━━━ Record excerpts ━━━
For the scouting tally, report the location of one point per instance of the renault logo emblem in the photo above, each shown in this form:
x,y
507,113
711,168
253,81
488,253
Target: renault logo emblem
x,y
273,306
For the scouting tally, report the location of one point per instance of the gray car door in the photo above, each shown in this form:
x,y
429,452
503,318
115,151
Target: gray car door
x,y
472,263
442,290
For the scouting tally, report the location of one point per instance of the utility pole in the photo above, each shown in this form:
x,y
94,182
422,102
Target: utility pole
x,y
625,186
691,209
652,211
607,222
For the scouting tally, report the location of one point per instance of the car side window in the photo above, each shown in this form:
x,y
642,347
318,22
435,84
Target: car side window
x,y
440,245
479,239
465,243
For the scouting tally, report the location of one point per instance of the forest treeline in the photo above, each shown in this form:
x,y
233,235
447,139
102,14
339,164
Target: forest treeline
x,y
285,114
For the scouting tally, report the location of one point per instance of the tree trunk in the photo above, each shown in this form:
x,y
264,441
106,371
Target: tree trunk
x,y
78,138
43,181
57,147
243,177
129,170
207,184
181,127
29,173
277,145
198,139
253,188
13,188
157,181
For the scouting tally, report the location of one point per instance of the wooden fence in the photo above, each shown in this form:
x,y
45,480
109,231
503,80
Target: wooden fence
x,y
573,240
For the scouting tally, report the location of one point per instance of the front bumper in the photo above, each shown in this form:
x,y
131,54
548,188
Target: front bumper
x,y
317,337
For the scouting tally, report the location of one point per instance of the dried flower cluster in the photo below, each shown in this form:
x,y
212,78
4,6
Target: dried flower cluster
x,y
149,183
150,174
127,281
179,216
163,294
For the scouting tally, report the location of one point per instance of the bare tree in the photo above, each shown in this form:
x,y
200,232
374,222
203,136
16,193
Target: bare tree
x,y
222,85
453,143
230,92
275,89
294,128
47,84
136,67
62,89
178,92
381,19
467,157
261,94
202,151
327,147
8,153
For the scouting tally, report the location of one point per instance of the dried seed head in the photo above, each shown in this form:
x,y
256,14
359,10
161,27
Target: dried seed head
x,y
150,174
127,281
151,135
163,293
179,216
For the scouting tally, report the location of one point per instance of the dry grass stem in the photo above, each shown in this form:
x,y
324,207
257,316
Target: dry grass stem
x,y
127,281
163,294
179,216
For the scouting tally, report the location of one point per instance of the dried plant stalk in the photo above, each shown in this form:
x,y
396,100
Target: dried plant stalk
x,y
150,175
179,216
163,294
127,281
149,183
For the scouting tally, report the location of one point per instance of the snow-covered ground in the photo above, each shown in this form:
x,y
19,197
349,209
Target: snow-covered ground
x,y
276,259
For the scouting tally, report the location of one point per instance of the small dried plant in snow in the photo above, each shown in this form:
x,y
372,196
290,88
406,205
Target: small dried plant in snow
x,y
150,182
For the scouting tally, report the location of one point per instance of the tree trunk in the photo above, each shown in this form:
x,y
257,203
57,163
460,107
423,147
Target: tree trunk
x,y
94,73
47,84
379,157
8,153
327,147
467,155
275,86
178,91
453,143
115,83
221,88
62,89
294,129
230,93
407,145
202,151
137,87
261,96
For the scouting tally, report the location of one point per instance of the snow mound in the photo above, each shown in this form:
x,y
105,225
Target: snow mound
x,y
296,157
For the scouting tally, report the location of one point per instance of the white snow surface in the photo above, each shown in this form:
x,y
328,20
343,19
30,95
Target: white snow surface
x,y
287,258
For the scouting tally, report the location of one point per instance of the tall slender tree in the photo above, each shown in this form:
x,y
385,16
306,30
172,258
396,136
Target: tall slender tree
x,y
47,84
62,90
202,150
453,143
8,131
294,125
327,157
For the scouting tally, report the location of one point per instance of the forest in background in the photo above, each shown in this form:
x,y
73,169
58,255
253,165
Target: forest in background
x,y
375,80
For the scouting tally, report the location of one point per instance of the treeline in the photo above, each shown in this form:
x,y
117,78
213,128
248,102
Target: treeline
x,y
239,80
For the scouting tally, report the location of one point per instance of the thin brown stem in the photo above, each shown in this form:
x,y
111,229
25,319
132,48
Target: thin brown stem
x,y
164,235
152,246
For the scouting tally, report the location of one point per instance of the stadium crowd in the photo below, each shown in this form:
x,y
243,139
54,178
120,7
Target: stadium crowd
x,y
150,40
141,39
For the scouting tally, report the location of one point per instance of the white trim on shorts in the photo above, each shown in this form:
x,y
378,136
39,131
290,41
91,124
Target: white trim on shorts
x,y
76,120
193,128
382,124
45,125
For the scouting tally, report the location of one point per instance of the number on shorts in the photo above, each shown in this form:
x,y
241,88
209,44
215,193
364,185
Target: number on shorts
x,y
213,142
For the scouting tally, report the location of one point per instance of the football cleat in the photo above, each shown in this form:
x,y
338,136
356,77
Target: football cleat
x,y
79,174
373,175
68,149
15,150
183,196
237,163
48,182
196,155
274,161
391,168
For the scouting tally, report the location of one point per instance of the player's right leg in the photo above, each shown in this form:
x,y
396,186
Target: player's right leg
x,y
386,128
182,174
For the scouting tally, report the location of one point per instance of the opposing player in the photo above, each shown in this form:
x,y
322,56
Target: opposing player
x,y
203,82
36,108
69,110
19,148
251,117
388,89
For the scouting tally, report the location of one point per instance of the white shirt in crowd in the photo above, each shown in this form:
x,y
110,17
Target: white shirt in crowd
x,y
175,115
━━━
**Problem to solve:** Rewrite all the rows above with every "scouting tally" changed to "field count" and everything else left as it is.

**Result below:**
For the field count, report the location of one point per instance of the renault logo emblem in the photo above, each shown in this form:
x,y
507,113
711,168
253,81
488,253
Target: renault logo emblem
x,y
273,306
For the field count, report the location of one point per instance of the gray car door in the photo above, each shown in this form:
x,y
429,452
503,318
115,151
Target: gray car door
x,y
472,263
442,290
For the field count, report the location of one point per instance of the utility pole in the photo above, each shown in this form:
x,y
94,182
422,102
Target: utility pole
x,y
625,186
691,209
652,211
607,222
For the field count, report the location of one point per instance of the car side window in the photo above, each shown in this form:
x,y
642,347
318,22
435,84
Target: car side window
x,y
440,245
479,239
465,243
For the field count, report the location of one point per instance of the forest treeline in the photo above, each shown in this form:
x,y
233,235
447,139
102,14
339,164
Target: forest treeline
x,y
285,114
For the field count, report the location of one point per instance of the tree trunk in the photo above, each shown in this form:
x,y
264,441
106,371
Target: tree trunk
x,y
78,138
43,181
57,147
243,177
129,170
207,184
181,127
29,173
277,145
198,139
253,188
13,188
157,181
For the field count, report the location of one point per instance of the wooden fence in the photo above, each shown in this form:
x,y
45,480
109,231
503,80
Target: wooden fence
x,y
573,240
For the field count, report the location of one point per instance of the front bumper in the photo above, each shown in this form:
x,y
131,54
548,188
Target: front bumper
x,y
317,337
For the field count, report the location of one point per instance of the dried flower cluster in the photo below, each shown in this form:
x,y
212,78
4,6
Target: dried flower cluster
x,y
149,183
150,174
127,281
179,216
163,294
For the field count, report the location of one point per instance of the bare tree in the photo above, each shown in this form:
x,y
200,232
374,222
203,136
16,193
Target: bare tree
x,y
222,85
453,143
230,92
275,89
294,128
47,84
136,67
62,89
178,92
381,19
467,157
261,94
202,151
327,147
8,153
For the field count, report the location of one point per instance of the dried seed head in the photo above, each shown in this form:
x,y
256,14
359,10
161,27
Target: dried seed head
x,y
150,174
127,281
151,135
163,293
179,216
For the field count, report the location of one point per instance of the dry grass stem in the photo above, each shown in this form:
x,y
324,207
257,316
Target: dry grass stem
x,y
127,281
163,294
179,216
For the field count, report the location of one point per instance of the dried plant stalk in the photo above, each shown in this form:
x,y
396,100
Target: dried plant stalk
x,y
150,175
179,216
163,294
127,281
149,183
For the field count, report the location of one point per instance of the snow-covered ground in the photo above, each shown in this form:
x,y
19,197
349,209
Target: snow-covered ground
x,y
276,259
For the field count, report the location of one point per instance of the small dried plant in snow in the photo above, each shown in this form:
x,y
372,196
290,88
406,205
Target: small dried plant in snow
x,y
150,182
For the field count, report the location of one point per instance of the tree trunk in the photo above, each shown in this form:
x,y
257,203
57,163
460,107
423,147
Target: tree trunk
x,y
94,73
47,84
379,157
8,153
327,147
467,155
275,86
178,91
453,143
115,83
221,88
62,89
294,129
230,93
407,145
202,151
137,87
261,96
For the field count, report the location of one point per instance of the snow mound in the photo above, each shown in this form:
x,y
105,225
Target: snow mound
x,y
296,157
For the field count, report the location of one point per instance of the white snow surface in the photo above, each shown in this form:
x,y
328,20
343,19
30,95
Target: white snow surface
x,y
287,258
For the field count, report the location of one point per instance of the tall slender tree in the photo above, each shown in this form:
x,y
385,16
306,30
172,258
396,136
Target: tall slender tree
x,y
47,84
62,90
202,150
453,143
8,131
294,125
327,157
For the field count, report the location of one point per instance of the forest in background in the photo above, each shown in this form:
x,y
73,169
58,255
253,165
Target: forest in background
x,y
375,80
For the field count, report the location of one point per instance of the treeline in the photo above, each shown in this form:
x,y
117,78
213,128
248,102
Target: treeline
x,y
239,80
For the field count, report the location of one point per instance of the thin brown stem in the photo above, each shown in this form:
x,y
111,229
25,319
132,48
Target: thin brown stem
x,y
164,235
152,246
For the field count, report the location of one point per instance of the stadium crowd in the photo below, each shown in this form:
x,y
243,139
54,178
120,7
Target: stadium crowd
x,y
150,40
141,39
For the field count, report the location of one point per instance of the white trim on shorts in the photo above, each shown in this form:
x,y
378,136
39,131
290,41
91,124
Target: white trim on shorts
x,y
76,120
193,128
382,124
45,125
For the field count, report the location of one point per instance of the number on shorts in the photo above, each shown in this form:
x,y
241,88
209,44
215,193
364,185
Target: number on shorts
x,y
213,142
For the field count, report the location of one point per instance of the football cleat in the photo above, each shown in this form:
x,y
338,136
356,77
Target: football cleat
x,y
79,174
373,175
68,149
15,150
183,196
237,163
48,182
196,155
274,161
391,168
For the field count, report the location of one point per instance of the player's right leg in the photo above, each shown in this form:
x,y
396,186
Target: player's right leg
x,y
386,128
182,174
For the field count, report the location of one point per instance of the opposing player in the photo above, each shown in this form:
x,y
322,56
Target: opposing player
x,y
203,82
36,108
69,110
19,148
251,117
388,89
For the field count, report the location of one point per instance of the white shirt in crowd in the photo above, each shown in this form:
x,y
110,17
Target: white shirt in crowd
x,y
175,115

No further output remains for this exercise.